— begin TEXT SECTION —
By Jenelle Riley
Great performances can earn accolades for the actor in the role – worthy praise for an artist willing to dig deep and take risks in the medium – but most actors will be the first to tell you they didn’t get there alone. Aside from writers, directors, and the countless people who contribute to their performance, actors are quick to thank the teachers and coaches who have guided them. Like actors, teachers sometimes get a bad rap; more than one sitcom has poked fun at the idea that acting can be taught, portraying teachers as turtle-neck-wearing, pretentious artistes who couldn’t hack it as actors.
Those in the business know better. A good teacher helps acting look effortless, so it should be taken as a compliment when the seams don’t show. Back Stage sat down with four Los Angeles acting teachers to help demystify the student-teacher relationship. With more than 100 years of teaching experience among them, these instructors were: Milton Katselas of the Beverly Hills Playhouse, an acclaimed stage and film director who received a Tony nomination for the original stage production Butterflies Are Free and authored the book Dreams Into Action; Ivana Chubbuck of the Ivana Chubbuck Studios in Hollywood, author of The Power of the Actor and creator of the Chubbuck Technique; Aaron Speiser of Aaron Speiser Acting Studio, a professional actor for more than 15 years before turning to teaching and directing (such as his feature Talking About Sex, which he also wrote and produced); and Howard Fine of the Howard Fine Acting Studio, who worked for years with Uta Hagen and headed the acting department at the American Musical and Dramatic Academy in New York before relocating to Hollywood. All four expressed not only a passion for their craft but also a genuine desire to help their students connect as performers.
— end TEXT SECTION —
— begin DATASET ROWS —
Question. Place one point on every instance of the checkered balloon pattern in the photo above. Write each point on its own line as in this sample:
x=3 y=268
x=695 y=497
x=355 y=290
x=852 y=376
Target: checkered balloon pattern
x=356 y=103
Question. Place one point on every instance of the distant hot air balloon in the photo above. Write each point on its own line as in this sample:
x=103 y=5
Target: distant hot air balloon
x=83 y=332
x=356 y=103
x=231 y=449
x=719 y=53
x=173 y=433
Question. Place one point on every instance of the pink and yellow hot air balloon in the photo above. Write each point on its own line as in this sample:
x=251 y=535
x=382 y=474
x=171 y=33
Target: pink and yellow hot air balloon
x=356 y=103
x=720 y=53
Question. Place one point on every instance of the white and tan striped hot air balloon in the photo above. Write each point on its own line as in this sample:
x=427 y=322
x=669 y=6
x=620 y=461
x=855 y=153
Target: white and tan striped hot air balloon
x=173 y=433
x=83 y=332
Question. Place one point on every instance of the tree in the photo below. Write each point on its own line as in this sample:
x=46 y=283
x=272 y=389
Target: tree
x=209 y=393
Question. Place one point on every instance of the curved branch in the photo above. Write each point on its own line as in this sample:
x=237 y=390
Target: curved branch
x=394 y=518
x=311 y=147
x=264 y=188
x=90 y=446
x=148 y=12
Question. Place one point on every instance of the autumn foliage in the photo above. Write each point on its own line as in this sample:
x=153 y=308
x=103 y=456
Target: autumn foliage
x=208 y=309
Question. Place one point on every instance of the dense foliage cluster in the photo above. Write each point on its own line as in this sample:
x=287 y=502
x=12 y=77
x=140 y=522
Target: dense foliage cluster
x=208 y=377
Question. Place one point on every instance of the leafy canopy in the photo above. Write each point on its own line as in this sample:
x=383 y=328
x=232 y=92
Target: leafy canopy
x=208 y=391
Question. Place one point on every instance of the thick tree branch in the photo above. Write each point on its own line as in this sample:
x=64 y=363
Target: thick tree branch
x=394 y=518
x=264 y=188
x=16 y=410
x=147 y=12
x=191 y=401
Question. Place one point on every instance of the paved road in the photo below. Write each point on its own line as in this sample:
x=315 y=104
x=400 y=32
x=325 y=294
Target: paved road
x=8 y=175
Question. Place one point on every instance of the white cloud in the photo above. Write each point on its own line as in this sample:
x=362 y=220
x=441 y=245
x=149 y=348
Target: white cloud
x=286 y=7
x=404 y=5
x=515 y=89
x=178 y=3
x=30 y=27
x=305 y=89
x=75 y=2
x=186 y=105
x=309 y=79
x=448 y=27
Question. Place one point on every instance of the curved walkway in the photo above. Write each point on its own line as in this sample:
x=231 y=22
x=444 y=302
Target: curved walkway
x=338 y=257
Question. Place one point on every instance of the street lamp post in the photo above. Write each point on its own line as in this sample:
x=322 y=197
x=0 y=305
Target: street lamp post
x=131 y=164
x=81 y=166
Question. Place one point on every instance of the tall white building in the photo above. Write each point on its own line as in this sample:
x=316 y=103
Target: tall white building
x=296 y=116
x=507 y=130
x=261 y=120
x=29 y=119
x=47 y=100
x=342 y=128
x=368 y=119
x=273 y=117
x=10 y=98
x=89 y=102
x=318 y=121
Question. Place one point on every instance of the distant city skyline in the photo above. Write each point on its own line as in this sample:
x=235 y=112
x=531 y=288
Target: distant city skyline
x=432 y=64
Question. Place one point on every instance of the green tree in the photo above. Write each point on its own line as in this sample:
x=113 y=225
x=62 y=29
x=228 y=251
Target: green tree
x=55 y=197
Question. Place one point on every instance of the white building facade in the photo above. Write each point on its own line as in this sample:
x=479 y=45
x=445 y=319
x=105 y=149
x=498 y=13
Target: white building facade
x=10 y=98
— end DATASET ROWS —
■ **PARTS OF THE EXERCISE**:
- a) Reproduce the part of the article on acting teachers from "By Jenelle Riley" to "it as actors.".
- b) Rewrite the entries from their first line to the line with "x=209 y=393", changing "Target" to "Object" and leaving everything else as it is. Give only those lines.

■ **THE RESPONSES**:
- a)
By Jenelle Riley
Great performances can earn accolades for the actor in the role – worthy praise for an artist willing to dig deep and take risks in the medium – but most actors will be the first to tell you they didn’t get there alone. Aside from writers, directors, and the countless people who contribute to their performance, actors are quick to thank the teachers and coaches who have guided them. Like actors, teachers sometimes get a bad rap; more than one sitcom has poked fun at the idea that acting can be taught, portraying teachers as turtle-neck-wearing, pretentious artistes who couldn’t hack it as actors.

- b)
Question. Place one point on every instance of the checkered balloon pattern in the photo above. Write each point on its own line as in this sample:
x=3 y=268
x=695 y=497
x=355 y=290
x=852 y=376
Object: checkered balloon pattern
x=356 y=103
Question. Place one point on every instance of the distant hot air balloon in the photo above. Write each point on its own line as in this sample:
x=103 y=5
Object: distant hot air balloon
x=83 y=332
x=356 y=103
x=231 y=449
x=719 y=53
x=173 y=433
Question. Place one point on every instance of the pink and yellow hot air balloon in the photo above. Write each point on its own line as in this sample:
x=251 y=535
x=382 y=474
x=171 y=33
Object: pink and yellow hot air balloon
x=356 y=103
x=720 y=53
Question. Place one point on every instance of the white and tan striped hot air balloon in the photo above. Write each point on its own line as in this sample:
x=427 y=322
x=669 y=6
x=620 y=461
x=855 y=153
Object: white and tan striped hot air balloon
x=173 y=433
x=83 y=332
Question. Place one point on every instance of the tree in the photo below. Write each point on its own line as in this sample:
x=46 y=283
x=272 y=389
Object: tree
x=209 y=393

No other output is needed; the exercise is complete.